* _Exercise_: Copy out the line containing "Trace the outline of every instance of the white" and each line after it, through the last one in the material, exactly as written.

* _Dataset records_:
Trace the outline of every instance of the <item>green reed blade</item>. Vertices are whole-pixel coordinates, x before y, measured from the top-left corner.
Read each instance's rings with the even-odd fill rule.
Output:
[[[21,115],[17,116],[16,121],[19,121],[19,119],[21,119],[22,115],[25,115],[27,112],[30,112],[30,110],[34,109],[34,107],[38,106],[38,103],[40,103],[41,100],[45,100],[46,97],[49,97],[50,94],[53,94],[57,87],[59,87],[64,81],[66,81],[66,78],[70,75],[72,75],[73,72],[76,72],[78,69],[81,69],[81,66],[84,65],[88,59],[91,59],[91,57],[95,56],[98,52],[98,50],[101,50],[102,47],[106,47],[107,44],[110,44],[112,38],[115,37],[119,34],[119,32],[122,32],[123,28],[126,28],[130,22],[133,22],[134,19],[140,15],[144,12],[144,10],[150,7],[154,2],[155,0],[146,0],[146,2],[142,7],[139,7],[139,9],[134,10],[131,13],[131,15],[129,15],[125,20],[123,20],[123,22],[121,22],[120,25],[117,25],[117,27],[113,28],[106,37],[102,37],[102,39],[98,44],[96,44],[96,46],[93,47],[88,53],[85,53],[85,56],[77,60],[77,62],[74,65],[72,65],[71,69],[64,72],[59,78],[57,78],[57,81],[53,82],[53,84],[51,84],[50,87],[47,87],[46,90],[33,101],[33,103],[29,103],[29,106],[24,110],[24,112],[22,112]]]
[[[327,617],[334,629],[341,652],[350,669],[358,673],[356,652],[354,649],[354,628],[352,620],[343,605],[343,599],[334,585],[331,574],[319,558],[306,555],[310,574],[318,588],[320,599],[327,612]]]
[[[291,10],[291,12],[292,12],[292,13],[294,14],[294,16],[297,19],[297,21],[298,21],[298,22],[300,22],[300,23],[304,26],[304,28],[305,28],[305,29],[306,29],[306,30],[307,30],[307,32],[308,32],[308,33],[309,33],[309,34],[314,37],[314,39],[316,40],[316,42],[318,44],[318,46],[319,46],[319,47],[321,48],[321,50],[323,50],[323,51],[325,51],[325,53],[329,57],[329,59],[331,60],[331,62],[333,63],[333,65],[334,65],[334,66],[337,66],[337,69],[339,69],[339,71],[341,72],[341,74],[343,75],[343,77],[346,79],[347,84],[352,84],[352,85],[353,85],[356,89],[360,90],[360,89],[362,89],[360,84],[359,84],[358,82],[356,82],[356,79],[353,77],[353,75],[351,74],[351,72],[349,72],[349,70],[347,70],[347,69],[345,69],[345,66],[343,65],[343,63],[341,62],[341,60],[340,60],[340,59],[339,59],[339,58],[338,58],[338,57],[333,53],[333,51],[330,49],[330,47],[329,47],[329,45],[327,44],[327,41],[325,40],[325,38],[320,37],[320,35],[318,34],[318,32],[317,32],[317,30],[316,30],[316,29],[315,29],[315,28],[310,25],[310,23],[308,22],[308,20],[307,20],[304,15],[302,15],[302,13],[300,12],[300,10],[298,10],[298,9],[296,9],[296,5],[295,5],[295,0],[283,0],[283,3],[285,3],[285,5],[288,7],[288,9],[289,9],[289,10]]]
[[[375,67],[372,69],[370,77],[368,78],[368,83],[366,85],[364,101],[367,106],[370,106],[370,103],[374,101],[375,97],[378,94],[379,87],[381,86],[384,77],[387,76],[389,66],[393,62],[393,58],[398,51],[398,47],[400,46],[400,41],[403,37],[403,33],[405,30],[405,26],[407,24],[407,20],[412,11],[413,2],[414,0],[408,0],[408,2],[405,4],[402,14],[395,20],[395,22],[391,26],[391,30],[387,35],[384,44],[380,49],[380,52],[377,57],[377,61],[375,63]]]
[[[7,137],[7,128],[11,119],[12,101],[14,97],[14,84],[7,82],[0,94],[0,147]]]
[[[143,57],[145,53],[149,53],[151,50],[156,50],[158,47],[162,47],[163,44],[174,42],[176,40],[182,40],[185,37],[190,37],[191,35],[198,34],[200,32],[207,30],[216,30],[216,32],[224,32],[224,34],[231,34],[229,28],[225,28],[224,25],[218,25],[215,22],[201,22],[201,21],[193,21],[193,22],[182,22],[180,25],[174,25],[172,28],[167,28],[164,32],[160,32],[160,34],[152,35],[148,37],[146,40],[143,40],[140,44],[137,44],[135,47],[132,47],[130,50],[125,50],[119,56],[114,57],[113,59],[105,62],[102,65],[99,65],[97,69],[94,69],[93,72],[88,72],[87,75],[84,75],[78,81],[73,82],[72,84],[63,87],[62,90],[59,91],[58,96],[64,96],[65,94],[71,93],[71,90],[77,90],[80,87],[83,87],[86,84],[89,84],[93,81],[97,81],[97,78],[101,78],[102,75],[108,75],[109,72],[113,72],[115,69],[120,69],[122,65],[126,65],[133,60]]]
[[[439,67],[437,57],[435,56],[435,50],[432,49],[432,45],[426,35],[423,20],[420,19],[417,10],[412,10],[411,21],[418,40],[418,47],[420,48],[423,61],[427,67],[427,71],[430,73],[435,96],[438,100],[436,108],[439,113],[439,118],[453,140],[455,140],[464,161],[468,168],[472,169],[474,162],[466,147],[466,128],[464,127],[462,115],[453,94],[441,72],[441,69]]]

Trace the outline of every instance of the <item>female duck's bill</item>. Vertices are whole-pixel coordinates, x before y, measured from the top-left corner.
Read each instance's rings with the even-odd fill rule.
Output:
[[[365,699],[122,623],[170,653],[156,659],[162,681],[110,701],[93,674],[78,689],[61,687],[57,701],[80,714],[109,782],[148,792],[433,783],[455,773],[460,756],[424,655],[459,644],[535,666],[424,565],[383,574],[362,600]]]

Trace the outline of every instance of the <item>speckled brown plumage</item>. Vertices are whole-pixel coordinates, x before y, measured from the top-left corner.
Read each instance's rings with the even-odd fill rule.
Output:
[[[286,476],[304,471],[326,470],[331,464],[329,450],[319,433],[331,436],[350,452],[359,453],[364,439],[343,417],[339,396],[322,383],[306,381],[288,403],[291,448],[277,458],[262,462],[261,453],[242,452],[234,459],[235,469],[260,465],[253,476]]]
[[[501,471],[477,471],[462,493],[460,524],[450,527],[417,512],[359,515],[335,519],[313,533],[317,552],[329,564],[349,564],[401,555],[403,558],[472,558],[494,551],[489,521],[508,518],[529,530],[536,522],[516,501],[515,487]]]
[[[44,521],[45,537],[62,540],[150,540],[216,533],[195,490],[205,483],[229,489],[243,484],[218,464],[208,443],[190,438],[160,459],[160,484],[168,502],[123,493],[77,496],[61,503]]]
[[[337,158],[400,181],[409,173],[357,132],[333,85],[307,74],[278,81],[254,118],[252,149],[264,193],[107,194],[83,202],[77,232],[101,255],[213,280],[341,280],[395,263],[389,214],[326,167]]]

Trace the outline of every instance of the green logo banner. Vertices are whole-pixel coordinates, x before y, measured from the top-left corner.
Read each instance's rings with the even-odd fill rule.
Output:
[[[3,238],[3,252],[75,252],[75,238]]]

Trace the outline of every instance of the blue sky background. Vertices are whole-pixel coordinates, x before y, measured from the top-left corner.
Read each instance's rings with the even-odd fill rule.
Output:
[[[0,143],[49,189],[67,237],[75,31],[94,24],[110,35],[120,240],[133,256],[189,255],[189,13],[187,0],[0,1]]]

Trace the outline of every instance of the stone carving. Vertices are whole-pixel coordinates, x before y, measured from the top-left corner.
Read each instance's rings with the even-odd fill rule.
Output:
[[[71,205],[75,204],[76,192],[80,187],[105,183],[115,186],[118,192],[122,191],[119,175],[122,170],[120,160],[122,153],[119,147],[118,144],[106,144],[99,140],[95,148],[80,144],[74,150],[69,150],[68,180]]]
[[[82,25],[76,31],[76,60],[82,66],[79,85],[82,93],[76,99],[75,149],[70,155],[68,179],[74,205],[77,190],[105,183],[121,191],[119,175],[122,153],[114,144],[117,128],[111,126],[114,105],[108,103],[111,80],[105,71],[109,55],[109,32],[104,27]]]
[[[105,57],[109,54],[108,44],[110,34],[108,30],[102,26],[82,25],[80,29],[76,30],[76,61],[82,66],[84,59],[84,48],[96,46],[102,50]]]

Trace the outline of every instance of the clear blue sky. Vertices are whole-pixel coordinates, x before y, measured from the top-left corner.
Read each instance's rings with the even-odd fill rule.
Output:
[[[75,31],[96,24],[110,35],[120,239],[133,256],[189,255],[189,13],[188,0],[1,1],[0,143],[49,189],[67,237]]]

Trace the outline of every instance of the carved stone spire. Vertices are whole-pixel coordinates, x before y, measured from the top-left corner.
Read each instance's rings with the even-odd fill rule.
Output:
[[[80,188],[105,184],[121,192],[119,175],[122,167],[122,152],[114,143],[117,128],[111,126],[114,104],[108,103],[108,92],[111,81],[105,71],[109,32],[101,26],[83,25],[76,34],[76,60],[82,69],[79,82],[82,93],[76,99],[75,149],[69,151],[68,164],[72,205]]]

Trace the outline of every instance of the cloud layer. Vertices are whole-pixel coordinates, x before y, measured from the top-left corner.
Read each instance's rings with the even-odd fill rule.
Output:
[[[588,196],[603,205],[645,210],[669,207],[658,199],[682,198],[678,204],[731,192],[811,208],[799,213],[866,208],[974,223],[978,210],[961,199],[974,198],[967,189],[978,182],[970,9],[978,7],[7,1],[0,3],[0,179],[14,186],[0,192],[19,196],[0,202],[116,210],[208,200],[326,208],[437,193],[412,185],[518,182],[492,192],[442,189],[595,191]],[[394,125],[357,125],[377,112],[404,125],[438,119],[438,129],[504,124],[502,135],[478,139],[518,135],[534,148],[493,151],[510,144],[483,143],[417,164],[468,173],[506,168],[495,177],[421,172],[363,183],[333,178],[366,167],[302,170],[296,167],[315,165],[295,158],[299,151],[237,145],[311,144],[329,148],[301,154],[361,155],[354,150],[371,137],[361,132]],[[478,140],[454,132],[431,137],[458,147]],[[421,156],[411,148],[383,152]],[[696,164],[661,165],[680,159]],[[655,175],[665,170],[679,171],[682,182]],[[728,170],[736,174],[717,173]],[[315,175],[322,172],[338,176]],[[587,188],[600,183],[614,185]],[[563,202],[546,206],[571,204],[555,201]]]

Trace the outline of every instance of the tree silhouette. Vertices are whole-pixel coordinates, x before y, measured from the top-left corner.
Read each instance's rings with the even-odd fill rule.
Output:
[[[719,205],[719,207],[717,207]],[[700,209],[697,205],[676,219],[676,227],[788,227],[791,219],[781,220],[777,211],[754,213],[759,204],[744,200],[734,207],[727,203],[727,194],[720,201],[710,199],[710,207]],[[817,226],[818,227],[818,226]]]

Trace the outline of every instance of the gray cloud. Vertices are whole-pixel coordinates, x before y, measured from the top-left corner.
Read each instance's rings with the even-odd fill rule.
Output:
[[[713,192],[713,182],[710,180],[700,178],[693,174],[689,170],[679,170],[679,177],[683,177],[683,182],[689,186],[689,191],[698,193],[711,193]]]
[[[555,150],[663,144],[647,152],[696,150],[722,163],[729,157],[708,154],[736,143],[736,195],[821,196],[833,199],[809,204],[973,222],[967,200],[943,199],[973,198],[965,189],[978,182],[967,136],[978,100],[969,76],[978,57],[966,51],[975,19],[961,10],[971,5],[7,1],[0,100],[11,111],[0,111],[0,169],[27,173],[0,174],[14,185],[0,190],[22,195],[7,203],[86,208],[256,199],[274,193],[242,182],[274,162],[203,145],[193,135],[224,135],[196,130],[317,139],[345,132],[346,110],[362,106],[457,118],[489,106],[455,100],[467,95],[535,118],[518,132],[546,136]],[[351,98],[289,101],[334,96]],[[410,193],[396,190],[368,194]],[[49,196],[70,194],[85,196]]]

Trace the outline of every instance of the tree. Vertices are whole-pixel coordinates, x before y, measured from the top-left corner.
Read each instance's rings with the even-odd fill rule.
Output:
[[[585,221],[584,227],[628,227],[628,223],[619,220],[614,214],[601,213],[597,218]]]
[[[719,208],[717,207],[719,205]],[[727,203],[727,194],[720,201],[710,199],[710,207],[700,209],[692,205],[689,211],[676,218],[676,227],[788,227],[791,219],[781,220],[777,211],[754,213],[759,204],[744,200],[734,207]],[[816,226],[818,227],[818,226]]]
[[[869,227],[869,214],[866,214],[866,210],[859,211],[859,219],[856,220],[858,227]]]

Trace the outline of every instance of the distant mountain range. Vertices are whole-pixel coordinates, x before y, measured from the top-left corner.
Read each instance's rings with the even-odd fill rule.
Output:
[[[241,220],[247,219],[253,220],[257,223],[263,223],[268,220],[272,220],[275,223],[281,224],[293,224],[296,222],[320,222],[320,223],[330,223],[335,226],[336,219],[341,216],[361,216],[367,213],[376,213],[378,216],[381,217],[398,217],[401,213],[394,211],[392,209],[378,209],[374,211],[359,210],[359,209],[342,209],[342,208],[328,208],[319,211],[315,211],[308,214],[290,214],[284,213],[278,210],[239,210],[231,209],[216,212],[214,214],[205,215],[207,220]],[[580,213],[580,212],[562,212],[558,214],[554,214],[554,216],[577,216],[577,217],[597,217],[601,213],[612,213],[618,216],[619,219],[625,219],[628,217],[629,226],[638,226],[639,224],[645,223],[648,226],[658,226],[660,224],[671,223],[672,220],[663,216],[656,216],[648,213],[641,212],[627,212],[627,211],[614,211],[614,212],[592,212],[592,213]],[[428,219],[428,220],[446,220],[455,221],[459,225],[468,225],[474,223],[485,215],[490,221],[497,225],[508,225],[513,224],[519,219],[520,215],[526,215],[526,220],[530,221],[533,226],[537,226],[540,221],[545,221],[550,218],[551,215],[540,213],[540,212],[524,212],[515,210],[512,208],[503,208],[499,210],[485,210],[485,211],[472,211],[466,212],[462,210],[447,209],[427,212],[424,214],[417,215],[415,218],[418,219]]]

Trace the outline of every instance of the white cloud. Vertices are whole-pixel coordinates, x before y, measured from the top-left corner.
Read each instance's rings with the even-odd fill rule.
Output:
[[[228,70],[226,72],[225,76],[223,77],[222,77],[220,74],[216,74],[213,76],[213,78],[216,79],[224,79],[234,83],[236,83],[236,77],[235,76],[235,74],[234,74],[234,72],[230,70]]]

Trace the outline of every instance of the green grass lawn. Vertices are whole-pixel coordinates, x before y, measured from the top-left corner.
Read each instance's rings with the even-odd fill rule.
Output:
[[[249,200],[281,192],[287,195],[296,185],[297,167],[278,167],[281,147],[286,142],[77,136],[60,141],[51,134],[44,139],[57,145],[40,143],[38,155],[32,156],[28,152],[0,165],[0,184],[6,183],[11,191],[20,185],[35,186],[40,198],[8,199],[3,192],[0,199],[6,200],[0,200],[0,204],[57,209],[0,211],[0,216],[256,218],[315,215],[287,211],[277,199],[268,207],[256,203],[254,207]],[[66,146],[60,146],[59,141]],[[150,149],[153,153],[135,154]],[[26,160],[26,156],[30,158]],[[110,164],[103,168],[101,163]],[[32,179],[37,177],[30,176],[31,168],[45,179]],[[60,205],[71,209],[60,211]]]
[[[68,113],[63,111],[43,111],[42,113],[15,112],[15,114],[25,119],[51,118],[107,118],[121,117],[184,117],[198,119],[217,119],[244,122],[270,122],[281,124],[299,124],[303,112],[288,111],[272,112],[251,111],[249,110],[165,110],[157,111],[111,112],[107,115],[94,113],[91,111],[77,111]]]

* _Written solution_:
Trace the outline of every instance of the white cloud. Vertices are whole-pixel coordinates, x before y, measured from the top-left corner.
Read each instance's rings with the even-odd fill rule.
Output:
[[[228,70],[226,72],[225,76],[223,77],[222,77],[220,74],[216,74],[213,76],[213,78],[216,79],[224,79],[234,83],[236,83],[236,77],[235,76],[235,74],[234,74],[234,72],[230,70]]]

Trace the outline of every instance of the green grass lawn. Vertices are whole-pixel coordinates, x before y, measured from the top-left corner.
Read each instance's rings with the even-odd fill rule.
Output:
[[[249,200],[281,192],[287,195],[296,185],[297,167],[278,167],[281,147],[286,142],[77,136],[60,141],[51,134],[44,139],[57,145],[40,143],[38,155],[32,156],[28,152],[0,165],[0,184],[6,183],[11,191],[20,185],[35,186],[40,198],[8,199],[3,192],[0,199],[6,200],[0,200],[0,204],[57,209],[0,211],[0,216],[256,218],[315,215],[287,211],[277,199],[268,207],[256,203],[254,207]],[[66,146],[60,146],[59,141]],[[150,149],[153,153],[135,154]],[[26,160],[26,156],[30,158]],[[110,164],[103,168],[101,163]],[[32,179],[37,177],[30,176],[31,168],[45,179]],[[60,205],[71,209],[60,211]]]
[[[68,113],[63,111],[43,111],[42,113],[15,112],[15,114],[25,119],[51,118],[107,118],[121,117],[184,117],[198,119],[217,119],[244,122],[270,122],[281,124],[299,124],[303,112],[288,111],[272,112],[251,111],[249,110],[165,110],[157,111],[111,112],[107,115],[94,113],[91,111],[77,111]]]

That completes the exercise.